__DO THIS__.
Print the following lines word for word, with no changes.

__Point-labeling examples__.
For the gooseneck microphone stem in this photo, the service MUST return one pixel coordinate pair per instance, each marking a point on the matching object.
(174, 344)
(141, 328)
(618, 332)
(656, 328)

__FINAL ANSWER__.
For the gooseneck microphone stem in this photo, the service MUST return one pixel coordinate pair per instance, each marking a point on the matching object.
(174, 344)
(141, 328)
(618, 332)
(656, 328)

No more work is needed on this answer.